■ Required work ■
(1) Answer these from the Student dataset text:
(a) Which attribute is the dataset meant to predict?
(b) Why is the preprocessing done by hand instead of using the version that `load_dataset` returns?
(c) Which function is called to produce `bunch`?
(2) Please reproduce word for word everything in the Student dataset text from "from holisticai.datasets._dataloaders import" down to "bunch = load_student()".

■ Text block ■
##############################

We host a few example datasets on the holisticai library for quick loading and experimentation. Here we load and use the Student dataset. The goal of this dataset is the prediction of the numerical attribute 'G3' (mathematics grade of student in 3rd trimester). There are a number of sensitive attributes in this dataset, some of which are : sex, address, Mjob (mother's job), Fjob (father's job)...

Although the `load_dataset` function returns a preprocessed version, in this opportunity we will perform this processing by ourselves since the default preprocessing is more suitable for multiclassification tasks.

In [15]:

from holisticai.datasets._dataloaders import (
    load_adult,
    load_last_fm,
    load_law_school,
    load_student,
    load_us_crime,
)

bunch = load_student()
df = bunch["frame"]
df

Unnamed: 0,school,sex,age,address,famsize,Pstatus,Medu,Fedu,Mjob,Fjob,...,famrel,freetime,goout,Dalc,Walc,health,absences,G1,G2,G3
0,'GP','F',18,'U','GT3','A',4,4,'at_home','teacher',...,4,3,4,1,1,3,6,5,6,6
1,'GP','F',17,'U','GT3','T',1,1,'at_home','other',...,5,3,3,1,1,3,4,5,5,6
2,'GP','F',15,'U','LE3','T',1,1,'at_home','other',...,4,3,2,2,3,3,10,7,8,10
3,'GP','F',15,'U','GT3','T',4,2,'health','services',...,3,2,2,1,1,5,2,15,14,15
4,'GP','F',16,'U','GT3','T',3,3,'other','other',...,4,3,2,1,2,5,4,6,10,10
...,...,...,...,...,...,...,...,...,...,...,...,...,...,...,...,...,...,...,...,...,...

##############################

■ Stored data ■
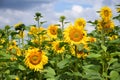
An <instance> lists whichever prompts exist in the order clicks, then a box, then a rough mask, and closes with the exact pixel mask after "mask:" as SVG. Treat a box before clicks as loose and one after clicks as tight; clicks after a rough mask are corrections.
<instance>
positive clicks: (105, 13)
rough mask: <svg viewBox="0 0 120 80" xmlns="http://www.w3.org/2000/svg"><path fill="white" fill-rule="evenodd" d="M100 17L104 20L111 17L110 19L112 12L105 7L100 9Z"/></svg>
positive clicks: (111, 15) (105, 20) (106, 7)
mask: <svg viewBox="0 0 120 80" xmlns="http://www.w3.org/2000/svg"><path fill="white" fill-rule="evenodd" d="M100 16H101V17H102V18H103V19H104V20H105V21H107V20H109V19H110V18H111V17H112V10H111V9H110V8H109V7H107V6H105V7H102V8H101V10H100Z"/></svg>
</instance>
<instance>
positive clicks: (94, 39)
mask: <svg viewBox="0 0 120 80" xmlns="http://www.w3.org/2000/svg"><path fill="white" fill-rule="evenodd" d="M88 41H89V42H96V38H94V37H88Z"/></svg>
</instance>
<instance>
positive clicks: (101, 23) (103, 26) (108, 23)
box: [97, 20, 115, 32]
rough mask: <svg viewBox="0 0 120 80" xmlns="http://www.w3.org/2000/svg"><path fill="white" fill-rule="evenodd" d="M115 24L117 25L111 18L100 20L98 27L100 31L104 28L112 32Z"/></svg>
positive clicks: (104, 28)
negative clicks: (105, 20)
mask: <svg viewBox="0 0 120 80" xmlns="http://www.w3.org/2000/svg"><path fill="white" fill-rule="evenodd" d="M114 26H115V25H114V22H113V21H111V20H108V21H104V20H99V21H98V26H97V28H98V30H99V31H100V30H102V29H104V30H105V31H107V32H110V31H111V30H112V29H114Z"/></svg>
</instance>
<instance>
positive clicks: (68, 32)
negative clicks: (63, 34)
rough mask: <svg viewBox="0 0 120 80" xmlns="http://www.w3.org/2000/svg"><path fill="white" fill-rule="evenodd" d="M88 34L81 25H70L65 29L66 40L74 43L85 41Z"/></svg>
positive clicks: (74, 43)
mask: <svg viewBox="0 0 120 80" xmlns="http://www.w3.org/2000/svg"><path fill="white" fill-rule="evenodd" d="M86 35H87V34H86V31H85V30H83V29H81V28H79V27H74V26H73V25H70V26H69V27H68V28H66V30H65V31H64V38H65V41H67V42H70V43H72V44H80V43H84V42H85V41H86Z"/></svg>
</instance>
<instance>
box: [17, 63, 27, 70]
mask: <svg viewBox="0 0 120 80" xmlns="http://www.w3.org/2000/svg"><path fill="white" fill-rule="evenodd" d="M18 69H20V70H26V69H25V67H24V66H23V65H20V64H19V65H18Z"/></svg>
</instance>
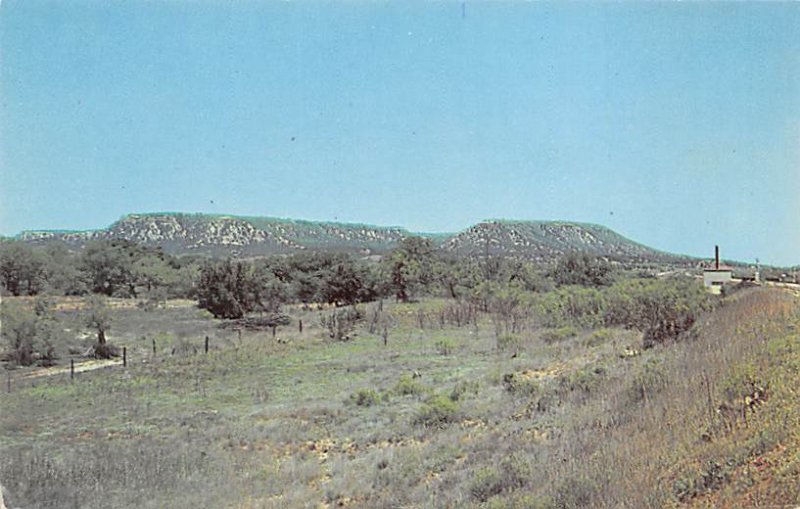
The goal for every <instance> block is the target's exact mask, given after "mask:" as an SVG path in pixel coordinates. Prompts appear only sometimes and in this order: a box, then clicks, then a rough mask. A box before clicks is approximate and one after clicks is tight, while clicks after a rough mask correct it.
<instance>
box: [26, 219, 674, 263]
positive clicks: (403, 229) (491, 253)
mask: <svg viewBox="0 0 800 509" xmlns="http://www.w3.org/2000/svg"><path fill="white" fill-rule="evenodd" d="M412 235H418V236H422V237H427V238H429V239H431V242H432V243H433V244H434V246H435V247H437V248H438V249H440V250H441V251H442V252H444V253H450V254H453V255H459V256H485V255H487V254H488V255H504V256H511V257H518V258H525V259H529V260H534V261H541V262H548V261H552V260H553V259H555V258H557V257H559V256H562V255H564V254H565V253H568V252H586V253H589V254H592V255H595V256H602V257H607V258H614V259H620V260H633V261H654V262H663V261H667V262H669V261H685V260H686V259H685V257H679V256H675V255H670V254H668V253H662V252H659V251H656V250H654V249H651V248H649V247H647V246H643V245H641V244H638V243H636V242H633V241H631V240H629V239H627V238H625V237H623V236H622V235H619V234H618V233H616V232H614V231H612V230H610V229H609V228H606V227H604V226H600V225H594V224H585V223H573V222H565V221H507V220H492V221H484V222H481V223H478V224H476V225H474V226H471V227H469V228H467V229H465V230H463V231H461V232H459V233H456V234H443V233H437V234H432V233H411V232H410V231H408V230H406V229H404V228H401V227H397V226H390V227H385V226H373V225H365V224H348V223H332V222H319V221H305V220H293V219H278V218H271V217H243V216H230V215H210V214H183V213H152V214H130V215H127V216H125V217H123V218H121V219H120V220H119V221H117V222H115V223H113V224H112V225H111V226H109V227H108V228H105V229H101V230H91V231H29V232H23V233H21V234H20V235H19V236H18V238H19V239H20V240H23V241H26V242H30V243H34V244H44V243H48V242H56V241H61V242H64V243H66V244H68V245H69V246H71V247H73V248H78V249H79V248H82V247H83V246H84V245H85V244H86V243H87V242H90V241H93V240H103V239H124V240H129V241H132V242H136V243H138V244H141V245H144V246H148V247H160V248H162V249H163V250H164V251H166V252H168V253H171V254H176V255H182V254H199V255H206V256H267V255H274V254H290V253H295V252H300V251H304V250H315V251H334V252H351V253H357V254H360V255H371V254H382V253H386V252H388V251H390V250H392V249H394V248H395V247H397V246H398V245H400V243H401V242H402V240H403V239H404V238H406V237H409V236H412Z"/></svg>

##############################

■ Answers by item ■
(1)
(a) 'G3', the mathematics grade of the student in the 3rd trimester.
(b) The default preprocessing is more suitable for multiclassification tasks.
(c) `load_student()`.

(2)
from holisticai.datasets._dataloaders import (
    load_adult,
    load_last_fm,
    load_law_school,
    load_student,
    load_us_crime,
)

bunch = load_student()